#### 所给文本:
--
# logging
## wechat_challenge setup_logging()
logging类是非常重要的一种打印输出的手法。在深度学习中，需要打印的有acc,loss,time,等等参数
最好按组输出训练参数，并且分组计算acc或者计算别的方法

In [1]:
import logging
import time

import torch

In [None]:
def setup_logging():
    logging.basicConfig(format='%(asctime)s - %(levelname)s - %(message)s',
                        datefmt='%Y-%m-%d %H:%M:%S',
                        level=logging.INFO)
    logger = logging.getLogger(__name__)

    return logger

# build_optimizer
## wechat_challenge build_optimizer

我个人一直有一个疑惑就是optimizer和训练的输出应当如何控制 如何去编写一个训练过程控制器
- build_optimizer 类里卖弄包含了bias和layernorm.weight
- optimizer使用了AdamW初始化 scheduler
- 返回optimizer和scheduler

In [None]:
from transformers import AdamW, get_linear_schedule_with_warmup
def build_optimizer(args, model):
    no_decay = ['bias', 'LayerNorm.weight']
    optimizer_grouped_parameters = [
        {'params': [p for n, p in model.named_parameters() if not any(nd in n for nd in no_decay)],
         'weight_decay': args.weight_decay},
        {'params': [p for n, p in model.named_parameters() if any(nd in n for nd in no_decay)],
         'weight': 0.0}
    ]
    # 在这里使用了transformer初始方式
    optimizer = AdamW(optimizer_grouped_parameters, lr=args.learning_rate, eps=args.adam_epsilon)
    scheduler = get_linear_schedule_with_warmup(optimizer, num_warmup_steps=args.warmup_steps,
                                                num_training_steps=args.max_steps)
    return optimizer, scheduler

In [None]:
# AdamW 初始方式函数
class AdamW(Optimizer):
    """
    Implements Adam algorithm with weight decay fix as introduced in [Decoupled Weight Decay
    Regularization](https://arxiv.org/abs/1711.05101).

    Parameters:
        params (`Iterable[nn.parameter.Parameter]`):
            Iterable of parameters to optimize or dictionaries defining parameter groups.
        lr (`float`, *optional*, defaults to 1e-3):
            The learning rate to use.
        betas (`Tuple[float,float]`, *optional*, defaults to (0.9, 0.999)):
            Adam's betas parameters (b1, b2).
        eps (`float`, *optional*, defaults to 1e-6):
            Adam's epsilon for numerical stability.
        weight_decay (`float`, *optional*, defaults to 0):
            Decoupled weight decay to apply.
--
#### 记录数据:
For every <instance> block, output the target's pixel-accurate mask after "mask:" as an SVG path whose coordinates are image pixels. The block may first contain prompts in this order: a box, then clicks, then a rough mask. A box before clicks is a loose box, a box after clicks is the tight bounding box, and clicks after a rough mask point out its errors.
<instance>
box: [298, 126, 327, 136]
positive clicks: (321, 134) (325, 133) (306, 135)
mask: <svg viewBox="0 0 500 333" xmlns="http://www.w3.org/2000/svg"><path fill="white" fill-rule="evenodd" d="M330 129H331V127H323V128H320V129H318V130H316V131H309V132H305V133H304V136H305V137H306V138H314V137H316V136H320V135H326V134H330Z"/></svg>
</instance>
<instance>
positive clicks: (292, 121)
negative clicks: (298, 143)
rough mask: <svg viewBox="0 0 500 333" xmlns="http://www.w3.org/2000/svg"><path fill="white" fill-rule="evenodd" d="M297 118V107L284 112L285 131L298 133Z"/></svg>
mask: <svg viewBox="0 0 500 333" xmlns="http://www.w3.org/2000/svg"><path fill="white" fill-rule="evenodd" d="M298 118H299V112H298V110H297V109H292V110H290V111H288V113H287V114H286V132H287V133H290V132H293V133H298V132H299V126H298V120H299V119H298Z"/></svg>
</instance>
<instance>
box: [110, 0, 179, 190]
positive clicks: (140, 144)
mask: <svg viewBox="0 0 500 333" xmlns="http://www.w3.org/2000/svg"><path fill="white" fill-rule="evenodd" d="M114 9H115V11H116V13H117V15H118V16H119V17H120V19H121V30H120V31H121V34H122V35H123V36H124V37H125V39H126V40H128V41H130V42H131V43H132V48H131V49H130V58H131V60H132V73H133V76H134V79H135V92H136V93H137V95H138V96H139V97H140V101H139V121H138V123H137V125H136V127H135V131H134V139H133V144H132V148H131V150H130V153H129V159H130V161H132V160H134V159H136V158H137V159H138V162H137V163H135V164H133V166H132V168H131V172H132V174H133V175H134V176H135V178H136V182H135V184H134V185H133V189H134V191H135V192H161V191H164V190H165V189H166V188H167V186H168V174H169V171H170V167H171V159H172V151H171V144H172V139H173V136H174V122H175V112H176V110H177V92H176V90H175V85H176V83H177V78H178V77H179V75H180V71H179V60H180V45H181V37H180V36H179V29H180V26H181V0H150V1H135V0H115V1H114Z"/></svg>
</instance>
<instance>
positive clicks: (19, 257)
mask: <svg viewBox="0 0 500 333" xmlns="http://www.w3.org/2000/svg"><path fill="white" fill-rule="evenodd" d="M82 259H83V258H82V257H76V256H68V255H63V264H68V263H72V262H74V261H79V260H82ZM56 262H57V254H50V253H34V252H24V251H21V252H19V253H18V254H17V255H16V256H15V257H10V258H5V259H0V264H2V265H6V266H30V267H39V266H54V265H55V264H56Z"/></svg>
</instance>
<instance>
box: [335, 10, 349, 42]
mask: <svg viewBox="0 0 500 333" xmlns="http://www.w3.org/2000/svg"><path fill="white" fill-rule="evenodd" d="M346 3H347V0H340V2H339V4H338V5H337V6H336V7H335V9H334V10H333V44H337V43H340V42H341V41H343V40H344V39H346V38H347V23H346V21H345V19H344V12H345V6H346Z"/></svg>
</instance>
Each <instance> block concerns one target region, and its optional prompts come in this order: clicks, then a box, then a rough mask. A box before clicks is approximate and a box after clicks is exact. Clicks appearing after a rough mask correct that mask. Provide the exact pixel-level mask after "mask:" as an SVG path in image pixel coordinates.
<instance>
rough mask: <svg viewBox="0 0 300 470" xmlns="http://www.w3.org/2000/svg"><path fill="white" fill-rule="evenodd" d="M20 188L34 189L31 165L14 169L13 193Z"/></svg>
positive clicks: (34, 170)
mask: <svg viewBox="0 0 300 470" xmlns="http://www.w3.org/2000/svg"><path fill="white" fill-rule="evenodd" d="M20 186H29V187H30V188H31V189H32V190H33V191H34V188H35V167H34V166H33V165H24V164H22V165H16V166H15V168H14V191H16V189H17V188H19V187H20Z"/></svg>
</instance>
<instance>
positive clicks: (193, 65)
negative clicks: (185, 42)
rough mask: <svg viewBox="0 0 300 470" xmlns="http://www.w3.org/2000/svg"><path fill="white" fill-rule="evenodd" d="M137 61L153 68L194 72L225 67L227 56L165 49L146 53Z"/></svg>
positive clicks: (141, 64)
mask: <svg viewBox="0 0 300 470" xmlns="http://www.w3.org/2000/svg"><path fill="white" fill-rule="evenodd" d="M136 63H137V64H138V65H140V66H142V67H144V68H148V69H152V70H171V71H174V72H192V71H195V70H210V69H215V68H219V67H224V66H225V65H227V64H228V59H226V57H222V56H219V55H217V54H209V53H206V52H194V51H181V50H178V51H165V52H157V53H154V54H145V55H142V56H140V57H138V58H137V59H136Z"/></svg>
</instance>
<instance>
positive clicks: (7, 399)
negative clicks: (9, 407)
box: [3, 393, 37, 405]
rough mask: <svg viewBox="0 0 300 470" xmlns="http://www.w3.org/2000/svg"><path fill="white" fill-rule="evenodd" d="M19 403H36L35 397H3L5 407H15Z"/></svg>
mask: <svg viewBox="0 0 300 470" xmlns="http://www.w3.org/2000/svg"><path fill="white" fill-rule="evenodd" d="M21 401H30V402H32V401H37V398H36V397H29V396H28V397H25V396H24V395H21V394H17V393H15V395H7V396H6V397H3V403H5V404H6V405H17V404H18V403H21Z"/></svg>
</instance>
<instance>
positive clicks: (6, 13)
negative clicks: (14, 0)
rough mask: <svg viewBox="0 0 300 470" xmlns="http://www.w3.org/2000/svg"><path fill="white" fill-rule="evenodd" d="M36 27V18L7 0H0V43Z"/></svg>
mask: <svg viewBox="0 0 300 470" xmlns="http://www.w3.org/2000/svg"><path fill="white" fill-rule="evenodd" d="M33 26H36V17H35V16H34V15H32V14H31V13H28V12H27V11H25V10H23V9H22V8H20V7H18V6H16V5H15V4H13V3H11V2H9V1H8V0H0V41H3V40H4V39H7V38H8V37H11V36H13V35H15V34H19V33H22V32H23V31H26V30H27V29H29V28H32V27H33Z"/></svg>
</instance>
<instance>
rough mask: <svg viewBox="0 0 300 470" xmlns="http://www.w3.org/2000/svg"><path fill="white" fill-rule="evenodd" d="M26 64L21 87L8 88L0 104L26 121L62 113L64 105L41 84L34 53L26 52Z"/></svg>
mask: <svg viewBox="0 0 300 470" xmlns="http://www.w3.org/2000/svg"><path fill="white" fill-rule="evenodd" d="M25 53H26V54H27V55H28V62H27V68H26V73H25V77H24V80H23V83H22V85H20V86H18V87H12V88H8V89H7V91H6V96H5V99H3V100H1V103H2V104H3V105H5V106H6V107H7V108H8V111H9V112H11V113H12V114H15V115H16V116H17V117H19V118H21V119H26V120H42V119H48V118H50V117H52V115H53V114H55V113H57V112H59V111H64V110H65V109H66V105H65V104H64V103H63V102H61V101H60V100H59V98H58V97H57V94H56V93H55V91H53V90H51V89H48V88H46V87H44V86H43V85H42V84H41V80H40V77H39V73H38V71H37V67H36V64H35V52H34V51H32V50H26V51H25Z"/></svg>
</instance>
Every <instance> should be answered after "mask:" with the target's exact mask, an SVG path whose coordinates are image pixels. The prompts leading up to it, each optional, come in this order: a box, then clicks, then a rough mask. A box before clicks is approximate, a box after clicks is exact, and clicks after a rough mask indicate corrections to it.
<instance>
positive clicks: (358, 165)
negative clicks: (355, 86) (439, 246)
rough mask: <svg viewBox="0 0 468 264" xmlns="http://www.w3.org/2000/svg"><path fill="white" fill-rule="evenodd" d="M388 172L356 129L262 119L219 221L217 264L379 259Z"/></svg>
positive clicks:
--
#### 练习题目:
a: 请在关于日志与优化器的文本中，从包含“Implements Adam algorithm”的地方开始，到“rate to use.”之后停止，把这一段原样重复一遍。
b: 请接续关于日志与优化器的文本，从最后显示的内容之后往下写。

#### 练习答案:
a:
Implements Adam algorithm with weight decay fix as introduced in [Decoupled Weight Decay
    Regularization](https://arxiv.org/abs/1711.05101).

    Parameters:
        params (`Iterable[nn.parameter.Parameter]`):
            Iterable of parameters to optimize or dictionaries defining parameter groups.
        lr (`float`, *optional*, defaults to 1e-3):
            The learning rate to use.

b:
        correct_bias (`bool`, *optional*, defaults to `True`):
            Whether or not to correct bias in Adam (for instance, in Bert TF repository they use `False`).
        no_deprecation_warning (`bool`, *optional*, defaults to `False`):
            A flag used to disable the deprecation warning (set to `True` to disable the warning).
    """

    def __init__(
        self,
        params: Iterable[nn.parameter.Parameter],
        lr: float = 1e-3,
        betas: Tuple[float, float] = (0.9, 0.999),
        eps: float = 1e-6,
        weight_decay: float = 0.0,
        correct_bias: bool = True,
        no_deprecation_warning: bool = False,
    ):
        if not no_deprecation_warning:
            warnings.warn(
                "This implementation of AdamW is deprecated and will be removed in a future version. Use the"
                " PyTorch implementation torch.optim.AdamW instead, or set `no_deprecation_warning=True` to disable this warning",
                FutureWarning,
            )
        require_version("torch>=1.5.0")  # add_ with alpha
        if lr < 0.0:
            raise ValueError(f"Invalid learning rate: {lr} - should be >= 0.0")
        if not 0.0 <= betas[0] < 1.0:
            raise ValueError(f"Invalid beta parameter: {betas[0]} - should be in [0.0, 1.0)")
        if not 0.0 <= betas[1] < 1.0:
            raise ValueError(f"Invalid beta parameter: {betas[1]} - should be in [0.0, 1.0)")
        if not 0.0 <= eps:
            raise ValueError(f"Invalid epsilon value: {eps} - should be >= 0.0")
        defaults = dict(lr=lr, betas=betas, eps=eps, weight_decay=weight_decay, correct_bias=correct_bias)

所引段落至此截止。